## Start

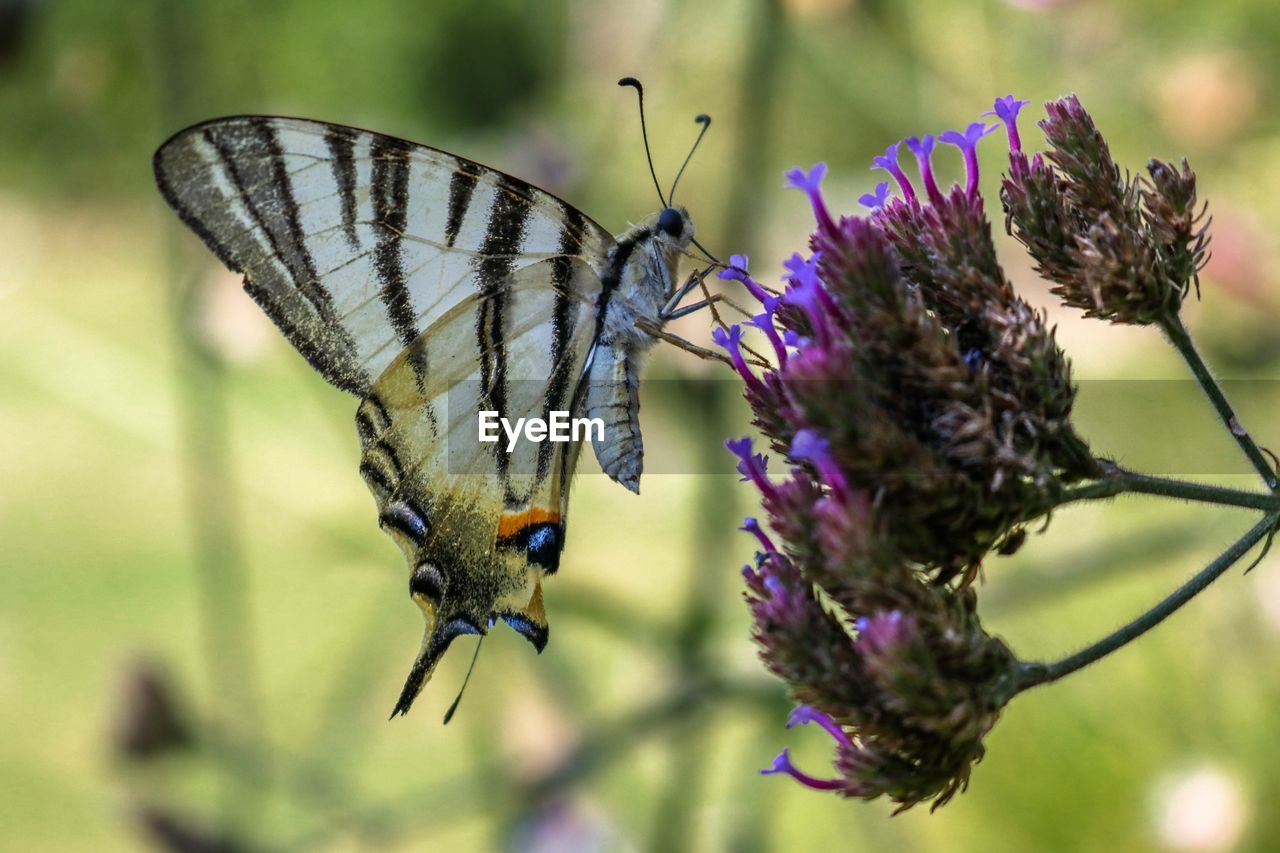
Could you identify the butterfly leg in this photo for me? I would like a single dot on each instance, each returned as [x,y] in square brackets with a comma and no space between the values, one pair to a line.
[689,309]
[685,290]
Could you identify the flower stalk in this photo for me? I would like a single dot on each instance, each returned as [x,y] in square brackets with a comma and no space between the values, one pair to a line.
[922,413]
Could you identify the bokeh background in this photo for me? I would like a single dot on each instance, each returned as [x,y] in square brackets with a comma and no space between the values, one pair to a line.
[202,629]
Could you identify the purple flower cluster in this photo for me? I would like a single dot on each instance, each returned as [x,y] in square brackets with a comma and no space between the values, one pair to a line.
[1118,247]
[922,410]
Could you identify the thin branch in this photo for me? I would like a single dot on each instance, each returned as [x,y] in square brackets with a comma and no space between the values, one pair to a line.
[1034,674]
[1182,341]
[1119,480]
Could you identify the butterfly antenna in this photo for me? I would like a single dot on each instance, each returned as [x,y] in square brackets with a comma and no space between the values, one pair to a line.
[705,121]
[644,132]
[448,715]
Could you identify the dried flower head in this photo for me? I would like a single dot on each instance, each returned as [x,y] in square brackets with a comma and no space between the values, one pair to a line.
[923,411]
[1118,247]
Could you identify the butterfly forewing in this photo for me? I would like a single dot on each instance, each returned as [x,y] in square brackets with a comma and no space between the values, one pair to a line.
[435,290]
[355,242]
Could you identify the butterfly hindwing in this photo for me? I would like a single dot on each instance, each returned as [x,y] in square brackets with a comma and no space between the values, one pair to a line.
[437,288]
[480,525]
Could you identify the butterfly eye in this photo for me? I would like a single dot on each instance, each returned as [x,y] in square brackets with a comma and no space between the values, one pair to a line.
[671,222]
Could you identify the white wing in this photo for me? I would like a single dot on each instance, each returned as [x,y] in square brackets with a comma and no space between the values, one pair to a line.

## End

• [The problem]: Please write out the lines again, starting at the one that contains "Could you identify the thin" and running through the last line, with the requests included. Raise every coordinate in the answers by 69.

• [Correct result]:
Could you identify the thin branch in this photo for me? I would like a single dot on each instance, each returned as [x,y] in square brackets with a comma and no space between the values, one pair to a line.
[1103,743]
[1251,410]
[1188,549]
Could you identify the butterfly antenna in this photo for me? I would like a single dot on each instance, each returned as [x,y] in square brackets with a comma and no space between the values, one pair to a line.
[774,190]
[713,201]
[517,784]
Could you identify the dried flower head in this photo for me? I would like a single dot on each instance, each returned as [x,y] in square brackets with a comma and no space between the values, one pair to a line.
[992,480]
[1187,316]
Could you identify the butterfly forewing in this photo for me? I would like a single dot on each instance, each returned as [x,y] in square brackets with a comma and no space between the values, one pair to a line.
[504,359]
[424,311]
Could you identify the butterfly hindwing in this photo for me? I would like a single dot on each instance, each returned as [x,y] in square brackets with a comma and no space between the values, one pair to a line.
[506,357]
[549,594]
Could you identify the butterfly eye in this photo for me? I would like a single dot on each instance, each returned as [x,y] in square brackets with a comma and no space between the values, one pair to a line.
[740,291]
Could you identify the white wing in this photo for me? I would like a single dot on each instance, each returned as [x,y] in square brackets with a comma and no space between the values, one pair to a line.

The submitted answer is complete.